* Consegna *
Nel brano sulle campagne elettorali di una quarantina d'anni fa, da quale termine francese deriva la parola "galoppini"?

Nella cinematografia Herbert George Wells – l’autore del romanzo fantascientifico “La macchina del tempo” (1895) – ha trovato quantità infinite di saccheggi e curiosi anacronismi, tutti accettati con entusiasmo per via dell’adesione spontanea di ognuno al topos letterario che sopravanza ogni altro: il mito del governare il tempo a nostro piacimento. Lasciamo però per un momento da parte ontologie e filosofemi siderali per una curiosità forse minore, ma poi – a ben vedere – non troppo: se con quel marchingegno roboante, futurista e luccicante di ottoni dovessimo programmare una gitarella nel passato, neanche troppo remoto, diciamo indietro di una quarantina d’anni, in questi giorni che precedono le elezioni europee e molte amministrative locali, che aria troveremmo in giro per le città?

Vado a memoria visto che, ahimè, le primavere incorporate lo consentono, riandando al tempo in cui le campagne elettorali erano tutte col voto di preferenza, circostanza che faceva crescere le mille tifoserie dei candidati, con il protagonismo dei “galoppini” (dall’etimo di origine francese, galopin, derivato da galoper, galoppare, che dà pienamente l’idea della fatica delle campagne, roba da chansons de gestes), la disseminazione dei “comitati elettorali”, delle bande degli attacchini che appiccicavano manifesti destinati a durare solo qualche ora per essere ricoperti da quelli di qualche avversario della stessa lista e infine riaffermare l’effimera egemonia magari nella fascia oraria notturna. Era il tempo dei comizi, dei “santini”, quelle striscioline di carta variopinta col nome del candidato nel recto e nel verso un fax simile di scheda, con facce sempre ingenue, un po’ da prima comunione, un po’ da caro estinto, con slogan fatti in casa che – nelle costruzioni più ardite – giocavano con qualche conato di rima o qualche slogan preso in prestito dalla tv e trasmutato in categoria politica per esigenze di comunicazione elettorale.

E, se c’era da fare gli splendidi, oltre il porta a porta con volantinaggio e ragazzi volenterosi acquietati con pizza e birra la sera, i più ricchi si permettevano gli spottoni nelle tv private (in verità ancora più deprimenti del santino cimiteriale fatto in casa) ben sapendo però che questo era solo “contorno”, giusto per fare da conferma dell’attendibilità della candidatura, niente più di uno sfondo alla campagna vera, perché quella dei piccoli e grandi convegni, dei ricevimenti condominiali (con il vassoio delle paste comperato al bar sotto casa) e delle adunate negli auditorium per raccontare la potenza del candidato, la campagna fatta “di persona personalmente” era quella che garantiva i voti. Per le strade, negli androni dei palazzi, in ogni luogo che potesse consentire il minimo assembramento c’era gente in un viavai dall’aria concludente, materiale elettorale, striscioline variopinte, tifo da stadio, qualche volta anche conflitti non soltanto ideologici, soprattutto per la conquista del maledetto tabellone per ficcarci il mitico manifesto e farlo durare.

* Dati forniti *
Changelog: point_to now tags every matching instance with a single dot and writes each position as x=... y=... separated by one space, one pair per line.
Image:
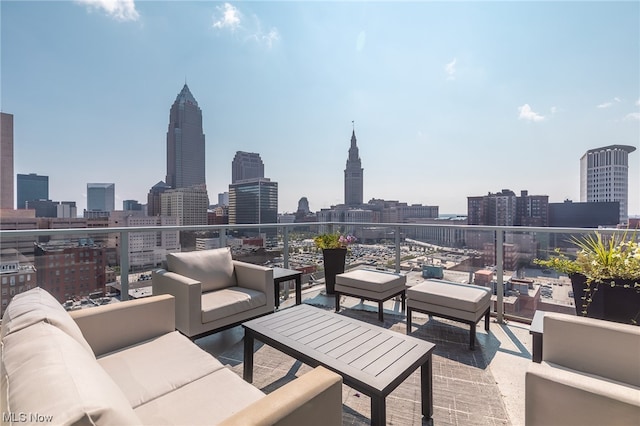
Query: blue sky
x=449 y=99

* Esercizio svolto *
Da galopin, derivato a sua volta da galoper, cioè galoppare.